*DIRECTIONS*:
Starting at the line with "Exercise. Put one marker on every instance of the roof" in it, reproduce each line below through the last one, exactly, and include nothing else.

*RECORDED INFORMATION*:

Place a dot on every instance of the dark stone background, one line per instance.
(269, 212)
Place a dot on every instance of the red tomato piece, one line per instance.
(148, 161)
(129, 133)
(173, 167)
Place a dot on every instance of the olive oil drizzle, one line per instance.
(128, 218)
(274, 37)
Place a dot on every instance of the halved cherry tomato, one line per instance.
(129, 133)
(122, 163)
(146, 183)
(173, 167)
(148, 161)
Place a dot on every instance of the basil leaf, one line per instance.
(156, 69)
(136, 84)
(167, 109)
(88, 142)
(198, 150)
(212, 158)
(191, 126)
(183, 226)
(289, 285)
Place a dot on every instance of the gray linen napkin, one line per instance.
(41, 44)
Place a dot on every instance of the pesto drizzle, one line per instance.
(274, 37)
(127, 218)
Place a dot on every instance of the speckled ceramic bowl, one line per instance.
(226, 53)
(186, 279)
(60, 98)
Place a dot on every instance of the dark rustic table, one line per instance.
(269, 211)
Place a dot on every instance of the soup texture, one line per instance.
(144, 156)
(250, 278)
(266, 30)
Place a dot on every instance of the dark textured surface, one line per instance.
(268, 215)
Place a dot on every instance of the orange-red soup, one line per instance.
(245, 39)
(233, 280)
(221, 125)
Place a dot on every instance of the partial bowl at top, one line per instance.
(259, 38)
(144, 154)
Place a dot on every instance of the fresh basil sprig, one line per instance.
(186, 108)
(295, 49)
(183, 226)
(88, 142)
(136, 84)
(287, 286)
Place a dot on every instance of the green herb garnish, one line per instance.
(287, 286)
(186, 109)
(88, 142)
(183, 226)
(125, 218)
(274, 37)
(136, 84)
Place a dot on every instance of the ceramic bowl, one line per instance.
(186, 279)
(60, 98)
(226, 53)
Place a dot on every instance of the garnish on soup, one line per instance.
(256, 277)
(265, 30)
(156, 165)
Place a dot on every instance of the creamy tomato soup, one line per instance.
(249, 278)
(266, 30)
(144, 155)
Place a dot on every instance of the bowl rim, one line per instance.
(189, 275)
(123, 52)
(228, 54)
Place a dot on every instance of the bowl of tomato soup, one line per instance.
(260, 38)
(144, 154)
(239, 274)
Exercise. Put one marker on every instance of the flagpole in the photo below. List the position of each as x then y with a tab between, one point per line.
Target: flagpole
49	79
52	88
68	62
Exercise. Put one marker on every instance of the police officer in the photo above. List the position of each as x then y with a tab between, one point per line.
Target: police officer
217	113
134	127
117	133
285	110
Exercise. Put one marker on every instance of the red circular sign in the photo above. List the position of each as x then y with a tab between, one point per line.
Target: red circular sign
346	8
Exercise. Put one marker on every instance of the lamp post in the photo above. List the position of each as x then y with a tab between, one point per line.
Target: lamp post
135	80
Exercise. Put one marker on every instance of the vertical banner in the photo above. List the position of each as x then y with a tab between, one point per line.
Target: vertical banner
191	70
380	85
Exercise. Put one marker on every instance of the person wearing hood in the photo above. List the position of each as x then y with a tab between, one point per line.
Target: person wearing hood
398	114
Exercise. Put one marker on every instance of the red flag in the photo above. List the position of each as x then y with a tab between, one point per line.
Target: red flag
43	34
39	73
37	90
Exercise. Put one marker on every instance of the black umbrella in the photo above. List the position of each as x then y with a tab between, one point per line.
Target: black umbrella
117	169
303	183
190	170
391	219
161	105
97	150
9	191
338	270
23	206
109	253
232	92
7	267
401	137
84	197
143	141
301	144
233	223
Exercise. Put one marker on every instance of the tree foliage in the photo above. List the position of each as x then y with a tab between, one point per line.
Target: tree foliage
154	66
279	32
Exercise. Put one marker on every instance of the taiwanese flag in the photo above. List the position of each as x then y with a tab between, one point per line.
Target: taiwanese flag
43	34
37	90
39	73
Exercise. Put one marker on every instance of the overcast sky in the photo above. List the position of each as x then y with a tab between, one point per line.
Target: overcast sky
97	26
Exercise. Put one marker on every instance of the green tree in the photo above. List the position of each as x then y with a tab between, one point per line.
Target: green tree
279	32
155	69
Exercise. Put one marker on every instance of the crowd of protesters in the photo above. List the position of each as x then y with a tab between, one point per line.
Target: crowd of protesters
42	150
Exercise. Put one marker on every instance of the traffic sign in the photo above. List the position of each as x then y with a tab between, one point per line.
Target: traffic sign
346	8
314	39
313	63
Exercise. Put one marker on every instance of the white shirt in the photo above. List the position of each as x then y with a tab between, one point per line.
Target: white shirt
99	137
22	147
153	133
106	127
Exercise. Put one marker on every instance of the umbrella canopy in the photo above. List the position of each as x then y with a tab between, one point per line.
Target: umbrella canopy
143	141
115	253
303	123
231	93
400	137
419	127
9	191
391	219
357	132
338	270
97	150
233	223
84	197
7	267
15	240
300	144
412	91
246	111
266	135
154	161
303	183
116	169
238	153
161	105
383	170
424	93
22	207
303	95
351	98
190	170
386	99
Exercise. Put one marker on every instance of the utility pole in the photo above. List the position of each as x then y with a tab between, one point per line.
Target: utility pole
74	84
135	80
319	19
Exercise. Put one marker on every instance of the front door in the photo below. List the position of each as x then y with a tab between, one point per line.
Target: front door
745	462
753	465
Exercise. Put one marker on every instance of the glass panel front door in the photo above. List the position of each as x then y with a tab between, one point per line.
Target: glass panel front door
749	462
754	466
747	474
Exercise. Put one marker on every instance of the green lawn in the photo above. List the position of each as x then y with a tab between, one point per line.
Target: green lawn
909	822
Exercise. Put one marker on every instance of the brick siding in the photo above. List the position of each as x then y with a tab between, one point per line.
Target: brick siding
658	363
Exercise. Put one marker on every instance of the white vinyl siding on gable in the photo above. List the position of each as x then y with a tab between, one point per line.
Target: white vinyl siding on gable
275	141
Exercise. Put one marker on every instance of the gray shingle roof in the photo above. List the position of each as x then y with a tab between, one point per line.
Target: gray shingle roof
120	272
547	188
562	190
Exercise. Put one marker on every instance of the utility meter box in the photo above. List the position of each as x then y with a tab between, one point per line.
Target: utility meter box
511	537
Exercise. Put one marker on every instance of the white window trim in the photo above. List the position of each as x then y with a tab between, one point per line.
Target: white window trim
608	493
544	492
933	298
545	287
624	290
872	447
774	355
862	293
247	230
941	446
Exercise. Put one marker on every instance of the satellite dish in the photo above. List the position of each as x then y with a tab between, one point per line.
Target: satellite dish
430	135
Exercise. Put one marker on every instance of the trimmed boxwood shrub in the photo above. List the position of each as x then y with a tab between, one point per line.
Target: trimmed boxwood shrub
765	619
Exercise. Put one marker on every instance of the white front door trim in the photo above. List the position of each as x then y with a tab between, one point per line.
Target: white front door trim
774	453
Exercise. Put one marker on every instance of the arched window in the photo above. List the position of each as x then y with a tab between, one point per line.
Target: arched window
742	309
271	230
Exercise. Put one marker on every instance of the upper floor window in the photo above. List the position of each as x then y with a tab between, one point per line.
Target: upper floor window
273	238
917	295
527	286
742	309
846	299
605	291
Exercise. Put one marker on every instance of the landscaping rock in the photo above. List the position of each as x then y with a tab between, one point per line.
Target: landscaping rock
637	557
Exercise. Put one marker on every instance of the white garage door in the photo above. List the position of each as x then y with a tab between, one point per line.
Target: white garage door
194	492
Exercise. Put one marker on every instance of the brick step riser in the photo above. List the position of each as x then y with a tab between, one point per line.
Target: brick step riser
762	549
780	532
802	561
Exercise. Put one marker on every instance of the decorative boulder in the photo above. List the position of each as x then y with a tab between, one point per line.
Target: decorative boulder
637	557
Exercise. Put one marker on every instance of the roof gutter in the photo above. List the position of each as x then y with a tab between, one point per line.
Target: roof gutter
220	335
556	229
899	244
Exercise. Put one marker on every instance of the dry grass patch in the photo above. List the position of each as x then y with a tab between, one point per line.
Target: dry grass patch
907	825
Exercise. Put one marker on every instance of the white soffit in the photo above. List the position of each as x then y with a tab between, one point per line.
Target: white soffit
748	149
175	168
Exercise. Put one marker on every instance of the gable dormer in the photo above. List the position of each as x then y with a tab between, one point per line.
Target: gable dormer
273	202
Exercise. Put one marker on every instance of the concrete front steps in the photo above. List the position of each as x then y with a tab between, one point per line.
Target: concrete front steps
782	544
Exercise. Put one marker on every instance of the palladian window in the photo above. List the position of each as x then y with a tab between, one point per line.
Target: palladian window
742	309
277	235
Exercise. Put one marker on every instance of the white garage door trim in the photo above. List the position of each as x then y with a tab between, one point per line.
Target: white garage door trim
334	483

*WRITTEN SOLUTION*:
Exercise. Put one marker on every instance of the roof gutter in the photo above. List the position of each as x then y with a tab between, one point per line.
Target: roof gutter
220	335
556	229
899	244
Exercise. Put one marker on every instance of the dry grass patch in the photo above. List the position of each as x then y with a tab between, one point per line.
Target: dry grass patch
907	825
Exercise. Put one marker on every instance of the white soffit in the photo above. List the position of each as x then y with a tab between, one point per line.
Target: white soffit
748	149
175	168
Exercise. Put one marker on every instance of the gable dormer in the photo above. List the position of each as x then y with a tab between, one point per line.
Target: gable dormer
273	202
Exercise. Put one marker on every instance of the concrete front steps in the photo above. List the position of each as x then y with a tab between, one point per line.
Target: concrete front steps
782	544
Exercise. Put one marker on every instance of the palladian window in the photo above. List the position of each as x then y with a tab between, one point per line.
Target: palladian window
742	309
277	235
Exercise. Put one marker on every instance of the white garage door trim in the photo above. List the position of each as x then y with a tab between, one point per line.
Target: white garage door trim
334	483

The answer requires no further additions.